▶ [DATA FOR THIS TASK]
* begin *

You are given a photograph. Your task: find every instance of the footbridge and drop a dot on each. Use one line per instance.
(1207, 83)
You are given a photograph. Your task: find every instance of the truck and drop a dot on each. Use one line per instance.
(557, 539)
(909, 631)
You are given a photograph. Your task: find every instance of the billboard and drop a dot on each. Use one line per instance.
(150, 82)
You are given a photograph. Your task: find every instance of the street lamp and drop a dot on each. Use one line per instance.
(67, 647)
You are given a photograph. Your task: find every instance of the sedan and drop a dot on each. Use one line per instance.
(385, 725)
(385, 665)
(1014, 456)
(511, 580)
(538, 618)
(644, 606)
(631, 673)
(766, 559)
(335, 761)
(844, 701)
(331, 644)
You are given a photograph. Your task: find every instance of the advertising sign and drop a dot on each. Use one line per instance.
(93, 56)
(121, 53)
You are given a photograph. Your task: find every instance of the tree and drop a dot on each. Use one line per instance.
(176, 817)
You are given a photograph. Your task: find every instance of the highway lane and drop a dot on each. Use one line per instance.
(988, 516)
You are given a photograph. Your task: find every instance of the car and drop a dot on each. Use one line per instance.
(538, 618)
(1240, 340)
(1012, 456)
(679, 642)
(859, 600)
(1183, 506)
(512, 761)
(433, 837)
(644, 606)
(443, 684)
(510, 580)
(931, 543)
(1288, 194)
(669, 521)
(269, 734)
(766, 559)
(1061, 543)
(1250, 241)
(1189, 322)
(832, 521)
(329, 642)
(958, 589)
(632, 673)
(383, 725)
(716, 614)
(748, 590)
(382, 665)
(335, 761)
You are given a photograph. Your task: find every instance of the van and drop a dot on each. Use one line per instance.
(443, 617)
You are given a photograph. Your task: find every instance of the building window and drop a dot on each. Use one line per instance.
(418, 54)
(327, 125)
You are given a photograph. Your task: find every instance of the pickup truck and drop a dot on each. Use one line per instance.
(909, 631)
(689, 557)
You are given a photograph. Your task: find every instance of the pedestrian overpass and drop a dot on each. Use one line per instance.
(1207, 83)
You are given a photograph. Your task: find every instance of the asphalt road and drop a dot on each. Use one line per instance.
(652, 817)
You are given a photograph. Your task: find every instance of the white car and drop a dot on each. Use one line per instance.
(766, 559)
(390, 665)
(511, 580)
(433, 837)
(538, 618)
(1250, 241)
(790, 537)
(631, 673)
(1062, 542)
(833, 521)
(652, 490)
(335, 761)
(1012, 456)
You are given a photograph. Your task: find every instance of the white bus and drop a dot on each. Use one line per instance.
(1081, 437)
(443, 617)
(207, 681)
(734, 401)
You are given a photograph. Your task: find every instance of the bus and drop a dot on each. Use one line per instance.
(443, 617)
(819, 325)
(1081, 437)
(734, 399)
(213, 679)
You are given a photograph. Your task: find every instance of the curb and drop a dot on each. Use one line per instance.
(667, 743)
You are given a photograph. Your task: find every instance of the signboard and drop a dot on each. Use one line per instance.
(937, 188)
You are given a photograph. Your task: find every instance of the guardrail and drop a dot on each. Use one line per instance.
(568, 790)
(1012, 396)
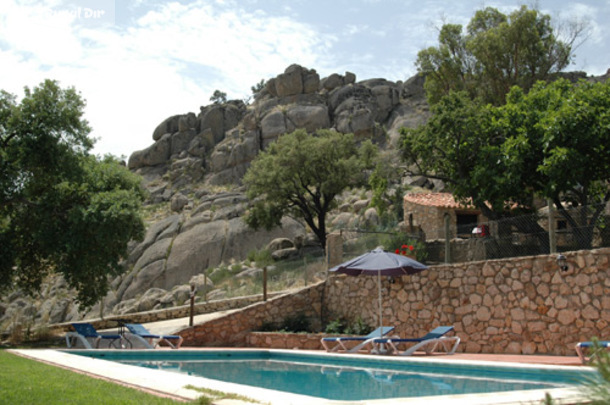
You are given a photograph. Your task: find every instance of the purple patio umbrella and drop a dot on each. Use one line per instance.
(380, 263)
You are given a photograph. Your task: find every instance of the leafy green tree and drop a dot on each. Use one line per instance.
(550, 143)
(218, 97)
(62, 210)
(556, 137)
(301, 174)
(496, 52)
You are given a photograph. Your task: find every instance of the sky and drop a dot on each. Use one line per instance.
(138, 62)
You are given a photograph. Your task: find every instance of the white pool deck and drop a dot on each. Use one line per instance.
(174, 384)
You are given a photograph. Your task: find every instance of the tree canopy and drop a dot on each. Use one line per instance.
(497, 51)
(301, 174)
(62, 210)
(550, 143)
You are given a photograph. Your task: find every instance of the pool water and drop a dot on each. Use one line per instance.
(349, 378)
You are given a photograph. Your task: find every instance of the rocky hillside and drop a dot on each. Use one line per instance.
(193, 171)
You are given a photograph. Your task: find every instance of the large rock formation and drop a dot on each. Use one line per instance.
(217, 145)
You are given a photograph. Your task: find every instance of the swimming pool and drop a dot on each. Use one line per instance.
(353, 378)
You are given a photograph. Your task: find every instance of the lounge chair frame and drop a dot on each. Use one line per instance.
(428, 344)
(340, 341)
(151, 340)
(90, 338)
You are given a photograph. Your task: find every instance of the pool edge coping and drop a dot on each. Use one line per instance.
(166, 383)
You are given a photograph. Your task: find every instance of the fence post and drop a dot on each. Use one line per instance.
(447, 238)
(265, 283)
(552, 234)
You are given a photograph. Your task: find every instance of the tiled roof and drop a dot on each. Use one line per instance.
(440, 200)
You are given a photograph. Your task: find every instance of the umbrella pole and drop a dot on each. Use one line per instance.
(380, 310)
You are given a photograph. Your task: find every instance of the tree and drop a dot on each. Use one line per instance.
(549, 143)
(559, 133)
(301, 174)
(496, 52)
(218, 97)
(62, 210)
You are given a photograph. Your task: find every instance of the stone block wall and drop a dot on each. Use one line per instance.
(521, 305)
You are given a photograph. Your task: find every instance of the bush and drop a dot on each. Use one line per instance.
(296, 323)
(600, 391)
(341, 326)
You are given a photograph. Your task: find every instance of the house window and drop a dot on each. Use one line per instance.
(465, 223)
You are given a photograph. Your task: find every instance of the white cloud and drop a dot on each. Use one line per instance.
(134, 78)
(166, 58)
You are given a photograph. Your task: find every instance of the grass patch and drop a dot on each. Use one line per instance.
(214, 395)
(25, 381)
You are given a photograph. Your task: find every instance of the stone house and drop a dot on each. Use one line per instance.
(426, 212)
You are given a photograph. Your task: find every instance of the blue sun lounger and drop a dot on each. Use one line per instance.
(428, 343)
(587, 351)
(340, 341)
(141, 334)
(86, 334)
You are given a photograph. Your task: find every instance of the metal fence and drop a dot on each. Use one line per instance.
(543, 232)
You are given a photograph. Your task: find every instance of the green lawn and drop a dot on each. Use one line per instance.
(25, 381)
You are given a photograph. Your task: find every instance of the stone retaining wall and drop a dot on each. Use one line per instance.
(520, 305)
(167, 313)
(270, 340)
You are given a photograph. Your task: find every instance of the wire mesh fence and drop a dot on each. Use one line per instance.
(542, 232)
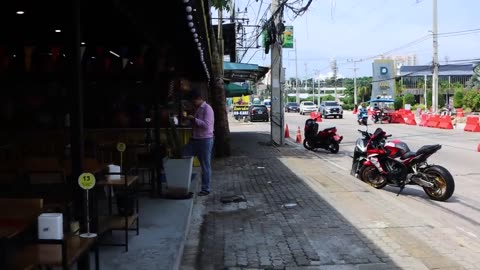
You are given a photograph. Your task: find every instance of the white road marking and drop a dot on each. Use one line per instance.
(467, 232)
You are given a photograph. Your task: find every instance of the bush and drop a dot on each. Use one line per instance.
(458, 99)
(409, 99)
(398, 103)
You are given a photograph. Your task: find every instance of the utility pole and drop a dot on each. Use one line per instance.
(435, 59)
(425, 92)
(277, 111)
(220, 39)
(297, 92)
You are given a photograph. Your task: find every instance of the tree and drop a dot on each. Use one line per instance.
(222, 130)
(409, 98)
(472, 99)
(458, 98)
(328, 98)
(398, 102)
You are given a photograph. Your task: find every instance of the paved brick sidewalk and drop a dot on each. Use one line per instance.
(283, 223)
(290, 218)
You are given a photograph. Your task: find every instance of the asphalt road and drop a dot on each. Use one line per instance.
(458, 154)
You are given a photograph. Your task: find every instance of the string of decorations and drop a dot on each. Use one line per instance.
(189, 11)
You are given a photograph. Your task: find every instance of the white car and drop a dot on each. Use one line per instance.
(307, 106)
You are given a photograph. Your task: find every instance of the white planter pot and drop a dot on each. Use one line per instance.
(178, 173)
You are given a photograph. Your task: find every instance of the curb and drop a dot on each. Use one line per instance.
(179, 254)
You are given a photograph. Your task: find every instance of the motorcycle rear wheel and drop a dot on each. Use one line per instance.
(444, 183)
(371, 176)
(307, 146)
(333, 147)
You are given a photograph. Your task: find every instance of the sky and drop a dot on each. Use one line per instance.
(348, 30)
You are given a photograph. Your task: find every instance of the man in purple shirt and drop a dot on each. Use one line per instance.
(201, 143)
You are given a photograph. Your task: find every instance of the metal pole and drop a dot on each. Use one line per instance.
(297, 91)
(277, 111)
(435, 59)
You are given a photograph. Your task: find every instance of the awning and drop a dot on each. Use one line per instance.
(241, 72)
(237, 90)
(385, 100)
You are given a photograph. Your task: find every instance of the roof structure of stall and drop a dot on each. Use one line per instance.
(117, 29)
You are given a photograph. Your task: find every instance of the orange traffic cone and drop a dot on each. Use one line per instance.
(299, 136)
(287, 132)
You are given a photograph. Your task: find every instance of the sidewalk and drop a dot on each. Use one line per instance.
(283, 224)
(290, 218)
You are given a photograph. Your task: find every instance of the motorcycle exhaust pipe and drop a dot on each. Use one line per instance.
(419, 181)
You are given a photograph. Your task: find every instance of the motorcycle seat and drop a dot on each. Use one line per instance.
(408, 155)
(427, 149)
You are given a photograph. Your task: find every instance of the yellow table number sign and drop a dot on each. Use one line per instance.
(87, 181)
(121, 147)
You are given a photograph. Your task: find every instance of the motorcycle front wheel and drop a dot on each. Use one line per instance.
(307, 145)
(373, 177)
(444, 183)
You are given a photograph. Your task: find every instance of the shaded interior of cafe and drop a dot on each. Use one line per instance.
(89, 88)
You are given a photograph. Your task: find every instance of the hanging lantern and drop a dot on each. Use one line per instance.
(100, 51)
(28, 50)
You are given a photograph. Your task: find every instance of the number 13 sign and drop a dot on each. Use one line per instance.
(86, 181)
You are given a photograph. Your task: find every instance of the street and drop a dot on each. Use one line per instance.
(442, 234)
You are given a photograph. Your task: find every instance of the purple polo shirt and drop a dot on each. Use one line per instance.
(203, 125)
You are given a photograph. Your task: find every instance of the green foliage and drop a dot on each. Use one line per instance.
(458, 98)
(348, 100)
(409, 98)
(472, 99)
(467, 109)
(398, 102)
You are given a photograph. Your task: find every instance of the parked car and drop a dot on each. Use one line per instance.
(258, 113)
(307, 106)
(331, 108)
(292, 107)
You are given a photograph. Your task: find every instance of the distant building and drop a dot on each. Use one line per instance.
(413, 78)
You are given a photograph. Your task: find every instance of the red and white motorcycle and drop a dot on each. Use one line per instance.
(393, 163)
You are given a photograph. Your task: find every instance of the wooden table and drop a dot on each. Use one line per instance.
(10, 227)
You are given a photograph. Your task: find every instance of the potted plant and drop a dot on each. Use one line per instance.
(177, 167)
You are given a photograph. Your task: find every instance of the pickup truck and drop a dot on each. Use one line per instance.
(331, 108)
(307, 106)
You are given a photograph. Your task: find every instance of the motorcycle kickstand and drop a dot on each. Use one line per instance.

* end *

Rename "wooden table" to "dining table" in the records that start with the line containing "the green foliage" and run through the end of the records. Reproduce those lines with every other word unchanged.

▶ [EXERCISE OUTPUT]
You are given a photograph. Your task: find every instance of the green foliage and drop a dot on each. Use one line per instance.
(458, 98)
(348, 100)
(409, 98)
(472, 99)
(467, 109)
(398, 102)
You are given a photograph. Your task: find every instance of the parked car and drop a dot on each. Use one line per instance.
(258, 113)
(307, 106)
(331, 108)
(292, 107)
You are given a photograph. Your task: find every instance of the distant building and drop a dot on each. Use one line per instance.
(413, 78)
You are given a photograph. Your task: find every instance of the red and white motorcycle and drop a dot on each. Use one line per instance.
(393, 163)
You are given a photograph. Your task: find every instance of the dining table and drop a dot on each. Use one line per instance.
(10, 227)
You are given a photograph. Your task: find every instance of the potted plant and drop a dot on each. Use one line per instance.
(177, 167)
You are given a photograph. Your task: find every instance of the pickup truck and drop a dot on each. Use one line per instance.
(331, 108)
(307, 106)
You are given a photograph. Your task: find every instance of the motorcycle kickstand and drop a dot on each. Use one line per instance.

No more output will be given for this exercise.